- [DOCUMENT EXCERPT]

start

The Mana Party’s weekend AGM showed the fledging new movement to be evolving in important ways. It still has some real ideological problems – or perhaps strengths, depending on your point of view – because it’s not clear if it wants to be a leftwing or a Maori-oriented party, and it’s going to try and be both. But the party is also becoming a bit more dynamic as moves beyond being a one-man band. For example it is expanding its leadership base with the election of very strong joint vice presidents, John Minto and Annette Sykes, and the addition of potential candidates Sue Bradford and Willie Jackson. The involvement of Jackson, in particular, would be significant – if he chooses to run in the Auckland Maori seat of Tamaki Makaurau, the three-way race between him, Pita Sharples and Shane Jones would be one of the most intriguing of the general election. As well as this, Mana is now set to go head-to-head with the Maori Party in a battle to the death in all the Maori electorates. I spoke about this today on TV3’s Firstline programme (read here; watch here). The blog post elaborates on some of the points I made. [Read more below]
The Mana Party has until now been seen as a one-man band. The leader Hone Harawira has very much embodied the new party, which is both a strength and a weakness. Harawira certainly is a powerful figure, but for Mana to be based on just one MP – and a maverick one – can be a problem for a minor party, especially as the party isn’t entirely taken seriously as being anything more than a vanity vehicle for the personal ambitions of that leader.
Now, however, there’s some other strong individuals that are officially involved at the leadership level. The new joint vice-presidents, John Minto and Annette Sykes, are both heavyweight politicos with a long and solid experience in activist politics. They will be a useful counter to Harawira’s idiosyncrasies. Where, for example, Harawira is inclined to shoot off his mouth and react without really thinking, someone like John Minto is a much more considered, calm and cautious operator. Both Minto and Sykes are incredibly astute and smart people, and they’ll also be strong enough to ensure that the Mana Party isn’t just controlled by one person (Hone Harawira) – they’re not the sort of people to be easily pushed aside by a dominating personality. And this is a healthy thing in a political party.
And of course, Matt McCarten, has finally been confirmed as party president, which is also very significant. McCarten is really the brains and master strategist behind the party.
Alongside the new vice-presidents, it’s also been confirmed that Sue Bradford will also be an election candidate for Mana, and it’s looking increasingly likely that Willie Jackson will too. They’re both former MPs that will lend the party considerable parliamentary and extra-parliamentary experience.
Bradford – the long-time beneficiaries rights advocate – is going to be the candidate up against Paula Bennett in Waitakere. This will be controversially on the political left, because the Labour Party are putting a great deal of effort in the campaign by Carmel Sepuloni to win that seat back of the Minister for Social Development. So there will be some fears that Bradford will split the vote and therefore give Paula Bennett an easy victory. However, it seems that Bradford will actually only be campaigning for the ‘party vote’ for Mana in the seat.
The Tamaki Makaurau seat is likely to be one of the most closely watched election contests this year – especially if Willie Jackson decides to contest it. Already the incumbent and Maori Party co-leader, Pita Sharples, is looking very vulnerable to losing it to Labour list MP Shane Jones, and now Willie Jackson is in the final stages of deciding whether to contest it for the Mana Party. If he does, it’d be an intriguing three-way race. Jackson has a very strong profile within Maoridom, and especially in South Auckland.

end

- [INSTRUCTION 1]
Answer these questions from the post on the Mana Party AGM:
(a) Who were elected as the party's joint vice presidents?
(b) Who has been confirmed as party president?
(c) In which electorate will Sue Bradford be a candidate, and whom will she be up against?
- [INSTRUCTION 2]
Retype the post on the Mana Party AGM between the words "And of course, Matt" and "behind the party.", inclusive.

- [RECORD EXCERPTS]
start

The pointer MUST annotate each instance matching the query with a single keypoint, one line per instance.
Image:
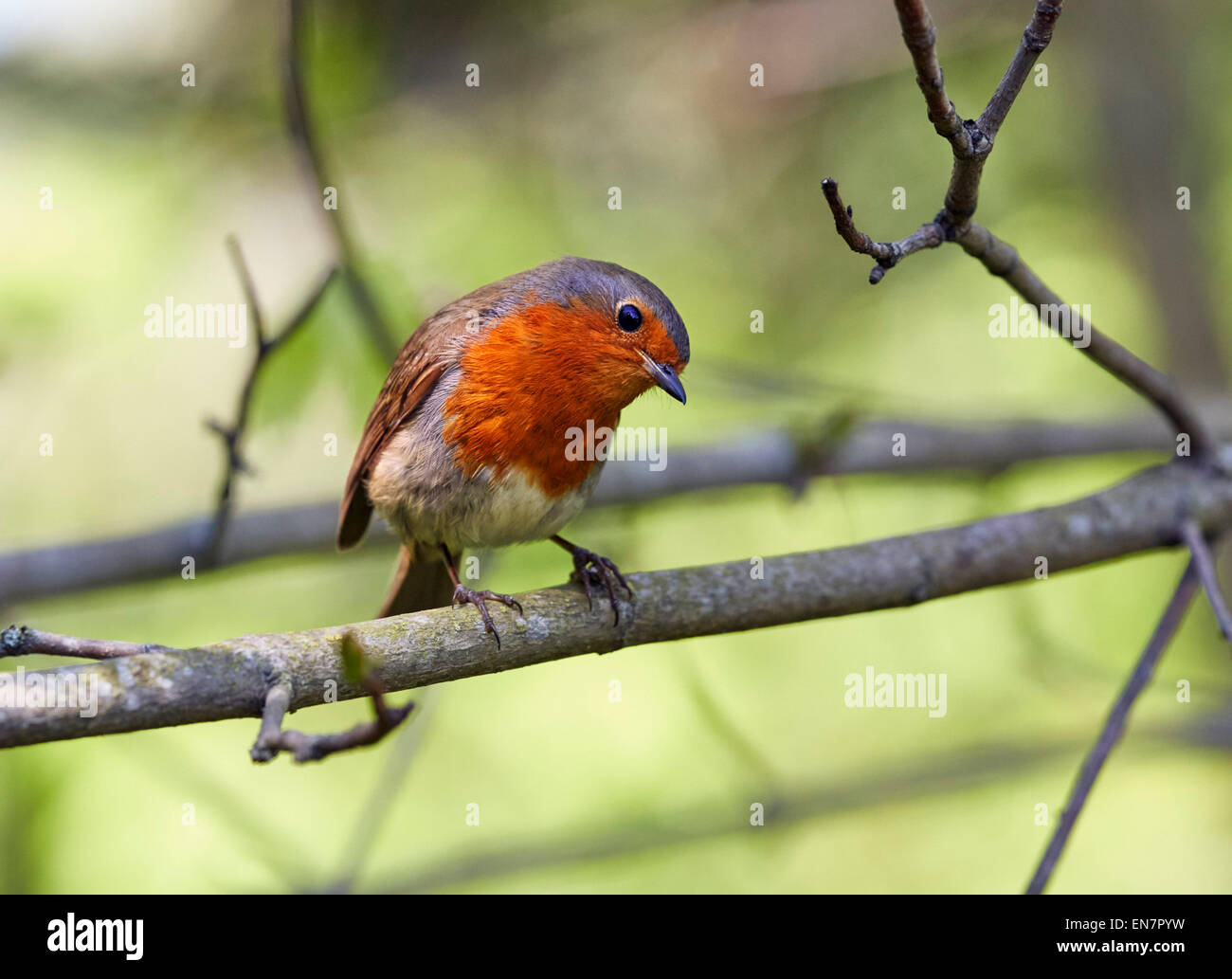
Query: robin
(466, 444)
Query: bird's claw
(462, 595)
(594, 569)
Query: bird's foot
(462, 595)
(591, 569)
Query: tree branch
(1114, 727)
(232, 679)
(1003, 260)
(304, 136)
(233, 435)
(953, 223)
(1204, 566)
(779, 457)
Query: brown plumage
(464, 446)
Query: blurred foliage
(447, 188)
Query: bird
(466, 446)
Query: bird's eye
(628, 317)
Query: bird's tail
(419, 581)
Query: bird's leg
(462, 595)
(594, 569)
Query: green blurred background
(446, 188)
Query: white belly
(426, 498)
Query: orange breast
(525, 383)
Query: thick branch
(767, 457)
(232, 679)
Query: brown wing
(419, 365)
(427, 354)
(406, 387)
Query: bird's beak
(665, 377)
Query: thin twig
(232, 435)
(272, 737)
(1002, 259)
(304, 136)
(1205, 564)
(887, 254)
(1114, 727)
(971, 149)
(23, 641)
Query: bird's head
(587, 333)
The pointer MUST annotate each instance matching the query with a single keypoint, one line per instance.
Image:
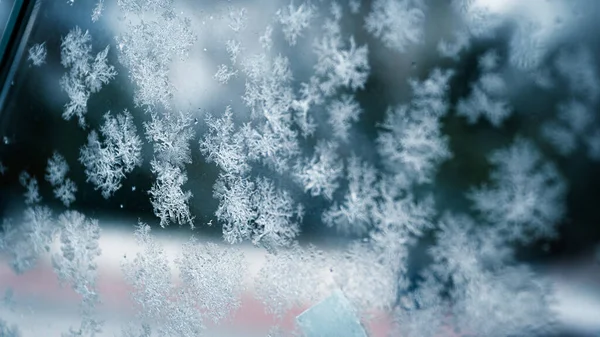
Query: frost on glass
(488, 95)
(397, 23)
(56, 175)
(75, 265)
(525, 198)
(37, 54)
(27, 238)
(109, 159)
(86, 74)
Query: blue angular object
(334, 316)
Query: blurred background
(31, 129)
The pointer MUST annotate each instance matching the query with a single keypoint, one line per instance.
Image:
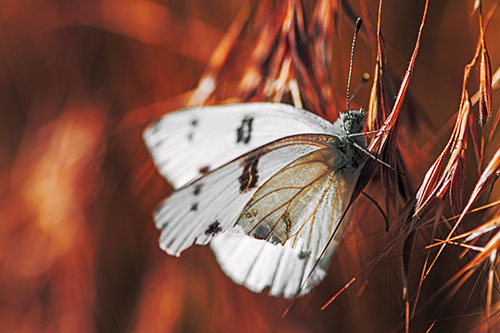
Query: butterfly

end
start

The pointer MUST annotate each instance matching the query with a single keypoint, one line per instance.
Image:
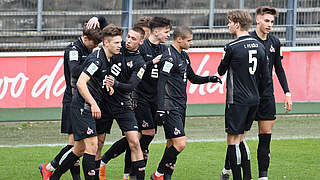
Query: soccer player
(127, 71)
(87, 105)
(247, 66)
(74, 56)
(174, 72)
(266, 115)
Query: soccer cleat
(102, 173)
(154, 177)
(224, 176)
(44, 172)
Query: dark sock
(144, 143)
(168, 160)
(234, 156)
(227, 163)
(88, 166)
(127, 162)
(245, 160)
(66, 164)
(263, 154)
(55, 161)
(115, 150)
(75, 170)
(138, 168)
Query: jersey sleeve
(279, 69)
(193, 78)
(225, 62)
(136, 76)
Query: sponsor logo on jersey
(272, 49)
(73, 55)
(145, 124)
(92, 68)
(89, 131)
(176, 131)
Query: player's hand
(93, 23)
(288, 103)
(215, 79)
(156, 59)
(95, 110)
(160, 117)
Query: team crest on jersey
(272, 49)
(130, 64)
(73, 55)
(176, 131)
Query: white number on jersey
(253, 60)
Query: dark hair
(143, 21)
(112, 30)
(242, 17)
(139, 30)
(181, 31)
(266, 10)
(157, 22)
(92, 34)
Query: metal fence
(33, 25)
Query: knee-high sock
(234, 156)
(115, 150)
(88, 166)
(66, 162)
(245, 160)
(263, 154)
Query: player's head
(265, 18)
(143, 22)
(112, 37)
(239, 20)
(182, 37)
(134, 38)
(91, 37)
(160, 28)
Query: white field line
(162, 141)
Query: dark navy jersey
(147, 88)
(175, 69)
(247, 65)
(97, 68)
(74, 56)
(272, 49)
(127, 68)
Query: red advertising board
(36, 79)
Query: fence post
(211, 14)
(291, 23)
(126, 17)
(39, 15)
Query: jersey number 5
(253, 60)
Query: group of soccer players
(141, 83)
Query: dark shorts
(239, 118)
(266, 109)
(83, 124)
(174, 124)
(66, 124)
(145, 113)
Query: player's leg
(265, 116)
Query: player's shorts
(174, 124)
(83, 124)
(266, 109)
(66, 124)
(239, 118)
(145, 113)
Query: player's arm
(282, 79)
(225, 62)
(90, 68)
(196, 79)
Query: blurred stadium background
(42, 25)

end

- [CORRECT OUTPUT 1]
(a) John Minto and Annette Sykes
(b) Matt McCarten
(c) Waitakere, against Paula Bennett

- [CORRECT OUTPUT 2]
And of course, Matt McCarten, has finally been confirmed as party president, which is also very significant. McCarten is really the brains and master strategist behind the party.